#### Material
━━━

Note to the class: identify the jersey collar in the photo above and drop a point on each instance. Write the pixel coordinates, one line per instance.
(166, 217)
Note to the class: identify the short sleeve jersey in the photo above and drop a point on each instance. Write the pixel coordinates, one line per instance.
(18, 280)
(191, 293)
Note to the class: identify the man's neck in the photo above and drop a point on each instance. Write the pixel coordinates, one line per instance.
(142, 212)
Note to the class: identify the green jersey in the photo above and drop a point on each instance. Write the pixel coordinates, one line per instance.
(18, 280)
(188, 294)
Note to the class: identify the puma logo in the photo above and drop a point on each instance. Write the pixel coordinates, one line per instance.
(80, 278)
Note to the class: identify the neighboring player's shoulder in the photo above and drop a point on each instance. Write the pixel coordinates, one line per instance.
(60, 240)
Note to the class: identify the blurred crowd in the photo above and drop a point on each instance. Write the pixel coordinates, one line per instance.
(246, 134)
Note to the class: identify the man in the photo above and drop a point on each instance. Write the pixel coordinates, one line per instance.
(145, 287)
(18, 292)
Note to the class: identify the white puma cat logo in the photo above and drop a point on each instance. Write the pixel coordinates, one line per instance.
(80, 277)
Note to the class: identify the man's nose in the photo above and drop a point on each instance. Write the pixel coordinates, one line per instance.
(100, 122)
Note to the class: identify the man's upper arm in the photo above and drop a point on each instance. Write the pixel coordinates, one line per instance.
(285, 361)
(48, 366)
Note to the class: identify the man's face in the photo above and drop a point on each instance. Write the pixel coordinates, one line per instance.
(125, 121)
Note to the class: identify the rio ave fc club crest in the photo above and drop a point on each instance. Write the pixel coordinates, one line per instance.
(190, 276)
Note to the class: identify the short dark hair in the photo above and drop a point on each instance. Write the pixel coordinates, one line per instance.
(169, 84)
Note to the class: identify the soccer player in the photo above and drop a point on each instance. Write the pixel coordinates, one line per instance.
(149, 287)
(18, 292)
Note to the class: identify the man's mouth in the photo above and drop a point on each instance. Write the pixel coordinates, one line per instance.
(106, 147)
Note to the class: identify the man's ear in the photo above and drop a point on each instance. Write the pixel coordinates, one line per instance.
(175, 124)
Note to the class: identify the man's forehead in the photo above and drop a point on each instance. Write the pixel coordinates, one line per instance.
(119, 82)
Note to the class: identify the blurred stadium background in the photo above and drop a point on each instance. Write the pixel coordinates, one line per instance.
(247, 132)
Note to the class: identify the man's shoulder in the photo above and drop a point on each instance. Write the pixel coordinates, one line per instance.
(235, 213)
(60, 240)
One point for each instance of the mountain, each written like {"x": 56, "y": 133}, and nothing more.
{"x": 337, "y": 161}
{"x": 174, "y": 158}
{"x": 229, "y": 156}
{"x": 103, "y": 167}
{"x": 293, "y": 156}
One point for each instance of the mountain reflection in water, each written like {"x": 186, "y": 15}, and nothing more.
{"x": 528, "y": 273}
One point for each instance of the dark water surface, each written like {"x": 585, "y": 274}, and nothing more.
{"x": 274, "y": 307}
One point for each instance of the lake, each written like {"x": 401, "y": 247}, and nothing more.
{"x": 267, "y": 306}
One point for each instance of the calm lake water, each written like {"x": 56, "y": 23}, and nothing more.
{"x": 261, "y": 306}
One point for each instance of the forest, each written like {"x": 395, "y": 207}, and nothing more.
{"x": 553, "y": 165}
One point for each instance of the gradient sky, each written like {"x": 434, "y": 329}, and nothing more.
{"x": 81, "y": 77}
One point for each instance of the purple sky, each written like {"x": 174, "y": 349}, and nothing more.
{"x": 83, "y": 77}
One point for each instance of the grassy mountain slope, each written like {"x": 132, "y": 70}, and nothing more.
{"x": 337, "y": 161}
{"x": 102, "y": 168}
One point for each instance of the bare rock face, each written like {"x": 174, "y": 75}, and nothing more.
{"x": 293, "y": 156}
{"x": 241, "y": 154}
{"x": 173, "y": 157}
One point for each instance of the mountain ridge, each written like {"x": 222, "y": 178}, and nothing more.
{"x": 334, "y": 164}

━━━

Rewrite all of the items above with every "instance" changed to "occurrence", leaving everything else as it is.

#### Exercise output
Note to the class: identify the jersey collar in the photo above and drop a point on each occurrence. Write the pixel coordinates, one line per occurrence.
(166, 217)
Note to the class: identify the short sleeve jersey in the photo above and drop a point on each occurrence. Write the pixel coordinates, one line per occurrence.
(18, 280)
(191, 293)
Note to the class: identify the man's neck in the photo above and drop a point on each occurrence. Write the pixel coordinates, one line per occurrence.
(142, 212)
Note to the class: identify the green jersey in the photo above and drop a point on each occurrence. Write the pixel coordinates, one line per occurrence.
(18, 280)
(188, 294)
Note to the class: identify the puma logo in the photo above and drop a point on each occurrence. Write the pixel coordinates, one line per occurrence.
(80, 278)
Note to the class: identify the neighboring player's shoulder in the photo above and drop a point on each occurrence. Write the pixel coordinates, one line per occurrence.
(60, 240)
Note to the class: identify the blurred crowd in the photo above and drop a point on each occurrence. Write the pixel coordinates, one line per occurrence.
(246, 134)
Note to the class: identify the man in the photo above and drop a point on each occurrence. Write the pixel coordinates, one line per occurrence.
(145, 287)
(18, 292)
Note to the class: identify the white puma cat logo in the photo above and drop a point on each occurrence. Write the pixel coordinates, one line per occurrence.
(80, 277)
Note to the class: identify the man's nose in the photo above and drop a point on each occurrence. Write the pixel coordinates, one line per occurrence.
(100, 122)
Note to the class: identify the man's upper arm in the photo above and drop a point on each occurrence. Write the pixel coordinates, one line per occurrence.
(285, 361)
(48, 366)
Note to the class: identify the man's face in the photo above and drop a point on each occurrence. Write the pixel coordinates, one line per occurrence.
(125, 121)
Note to the class: identify the rio ave fc club crest in the photo above and drop a point on each occurrence. Write the pixel coordinates, one line per occurrence.
(190, 276)
Note to the class: identify the short dark hair in the photo above and drop a point on each occurrence. Write the pixel coordinates, one line per occurrence.
(169, 84)
Note to the class: identify the soccer player in the photo above and drop a point on each occurrence. Write the pixel coordinates, one line per occurrence.
(149, 287)
(18, 292)
Note to the class: identify the man's mouth in the photo above and drop a point on each occurrence. Write the pixel coordinates, one line per occurrence.
(106, 147)
Note to the class: identify the man's ear in the photo above and drop a point on each occurrence. Write the pixel coordinates, one line per occurrence.
(175, 124)
Note to the class: identify the man's forehead in the photo above and drop a point on each occurrence. Write the pixel coordinates, one line per occurrence.
(119, 82)
Note to the class: identify the blurred stadium background in the photo above and drop a point on each occurrence. Write the pixel coordinates, one line per occurrence.
(247, 132)
Note to the class: identify the man's shoulder in the photo above and drop a point on each occurrence. Write the pixel coordinates, one line per occurrence.
(235, 213)
(60, 240)
One point for each occurrence of the mountain, each written like {"x": 56, "y": 133}, and nothing more.
{"x": 337, "y": 161}
{"x": 174, "y": 158}
{"x": 229, "y": 156}
{"x": 103, "y": 167}
{"x": 293, "y": 156}
One point for each occurrence of the mountain reflection in water, each written like {"x": 186, "y": 15}, and nothing more.
{"x": 528, "y": 273}
One point for each occurrence of the dark water surface, each written like {"x": 585, "y": 274}, and nothing more.
{"x": 274, "y": 307}
One point for each occurrence of the lake, each written like {"x": 401, "y": 247}, and nothing more.
{"x": 267, "y": 306}
One point for each occurrence of the calm lake water, each written like {"x": 56, "y": 23}, and nothing more.
{"x": 261, "y": 306}
One point for each occurrence of the forest, each written like {"x": 395, "y": 207}, and nothing more.
{"x": 553, "y": 165}
One point for each occurrence of the gradient sky, each written like {"x": 434, "y": 329}, and nothing more.
{"x": 81, "y": 77}
One point for each occurrence of the purple sky, each written like {"x": 174, "y": 349}, and nothing more.
{"x": 83, "y": 77}
One point for each occurrence of the grassy mountain slope, each written like {"x": 132, "y": 70}, and nothing more.
{"x": 337, "y": 161}
{"x": 102, "y": 168}
One point for each occurrence of the bare rock face, each written like {"x": 174, "y": 75}, and nothing more.
{"x": 293, "y": 156}
{"x": 241, "y": 154}
{"x": 173, "y": 157}
One point for each occurrence of the mountain ridge, each written like {"x": 222, "y": 178}, and nothing more.
{"x": 334, "y": 164}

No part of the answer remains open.